▶ _GIVEN EXERCISE_: Reproduce the following records line for line, with no changes, but leave out the pictures.

▶ _PROVIDED RECORDS_:

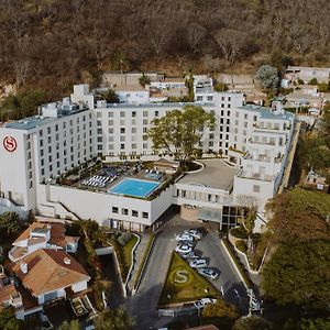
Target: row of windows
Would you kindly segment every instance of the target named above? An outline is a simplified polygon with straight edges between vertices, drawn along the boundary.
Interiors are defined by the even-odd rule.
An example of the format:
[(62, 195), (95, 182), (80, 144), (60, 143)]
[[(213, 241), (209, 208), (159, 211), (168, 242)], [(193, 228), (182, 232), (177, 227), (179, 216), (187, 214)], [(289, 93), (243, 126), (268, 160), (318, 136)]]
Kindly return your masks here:
[[(112, 213), (119, 213), (119, 207), (112, 207)], [(136, 217), (138, 218), (139, 217), (139, 211), (131, 210), (131, 212), (130, 212), (129, 209), (122, 208), (121, 209), (121, 215), (123, 215), (123, 216), (132, 216), (132, 217)], [(148, 212), (142, 212), (142, 218), (143, 219), (147, 219), (148, 218)]]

▶ _EXERCISE OUTPUT_:
Target: row of windows
Would you kindly segment every instance of the target named above? An outline is a simplified polygon with straight edges between vertices, drawn along the boundary.
Interiors are defined by the even-odd rule.
An example of the format:
[(62, 195), (95, 182), (80, 144), (60, 143)]
[[(213, 241), (209, 208), (159, 211), (168, 242)], [(193, 228), (182, 232), (177, 227), (179, 216), (187, 214)], [(289, 93), (243, 126), (268, 160), (318, 136)]]
Kindly return your masks here:
[[(112, 213), (119, 213), (119, 207), (112, 207)], [(136, 217), (138, 218), (139, 217), (139, 211), (131, 210), (131, 212), (130, 212), (129, 209), (122, 208), (121, 209), (121, 215), (123, 215), (123, 216), (132, 216), (132, 217)], [(148, 212), (142, 212), (142, 218), (143, 219), (147, 219), (148, 218)]]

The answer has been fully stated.